Home Herkunft des Operations Research: Zitate

 

Quellen

Lawrence C. Lockley in Fortschrittliche Betriebsführung, 1959

Josef Löffelholz: Repetitorium der Betriebswirtschaftslehre. Wiesbaden: Gabler 1966

 

 

Lawrence C. Lockley in

Fortschrittliche Betriebsführung, 8. Jg., H. 4, November 1959, 85-86

 

Wie Operations Research entstand

 

Als Grossbritannien zu Beginn des Zweiten Weltkrieges vom Meer und aus der Luft stark bedroht wurde, war es von höchster Wichtigkeit, die zur Verfügung stehenden Verteidigungswaffen so wirkungsvoll wie möglich einzusetzen. In diesem Moment wurde mehr als Experiment als im Sinne eines endgültigen Aktionsplanes eine Gruppe von Wissenschaftlern aus mehreren Fachgebieten dazu eingesetzt, verschiedene Probleme der Landesverteidigung näher zu untersuchen.

 

Die „Suchtheorie"

Datenauszug:

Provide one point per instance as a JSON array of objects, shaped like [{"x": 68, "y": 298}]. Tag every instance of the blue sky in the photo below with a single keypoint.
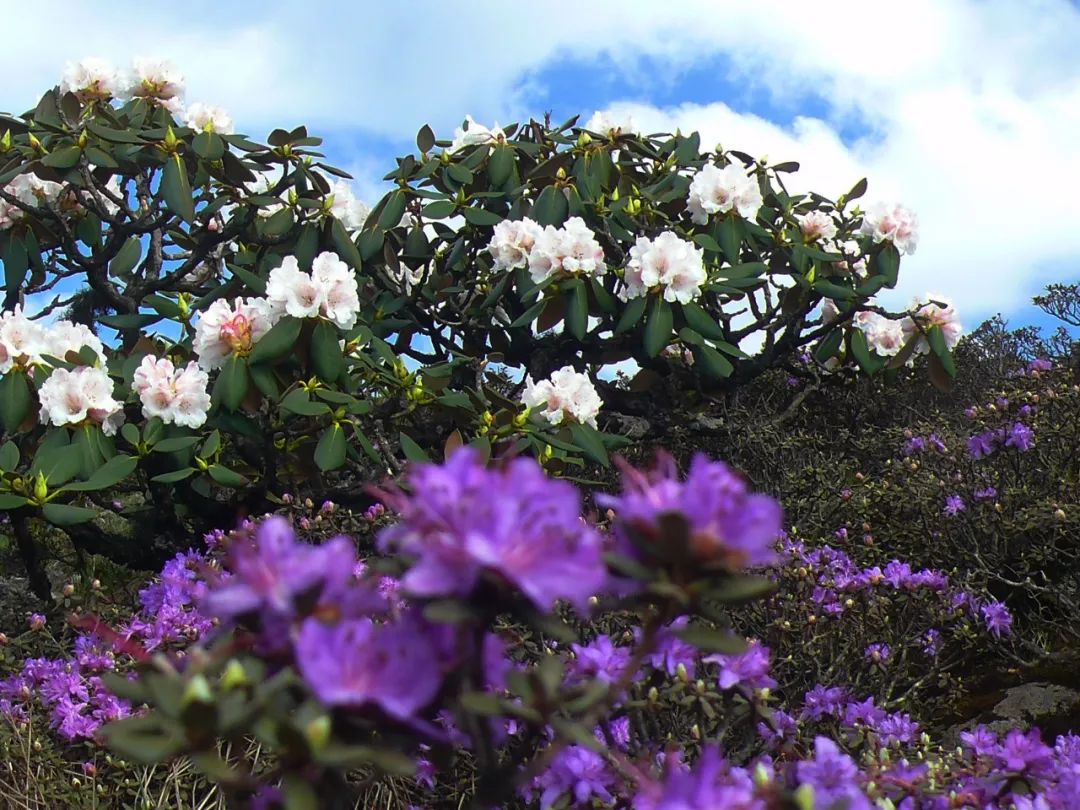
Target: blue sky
[{"x": 967, "y": 111}]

Deine Aufgabe: Schreib den Textauszug oben über die Herkunft des Operations Research vollständig und Wort für Wort ab.

Lösung der Aufgabe:
Home Herkunft des Operations Research: Zitate

 

Quellen

Lawrence C. Lockley in Fortschrittliche Betriebsführung, 1959

Josef Löffelholz: Repetitorium der Betriebswirtschaftslehre. Wiesbaden: Gabler 1966

 

 

Lawrence C. Lockley in

Fortschrittliche Betriebsführung, 8. Jg., H. 4, November 1959, 85-86

 

Wie Operations Research entstand

 

Als Grossbritannien zu Beginn des Zweiten Weltkrieges vom Meer und aus der Luft stark bedroht wurde, war es von höchster Wichtigkeit, die zur Verfügung stehenden Verteidigungswaffen so wirkungsvoll wie möglich einzusetzen. In diesem Moment wurde mehr als Experiment als im Sinne eines endgültigen Aktionsplanes eine Gruppe von Wissenschaftlern aus mehreren Fachgebieten dazu eingesetzt, verschiedene Probleme der Landesverteidigung näher zu untersuchen.

 

Die „Suchtheorie"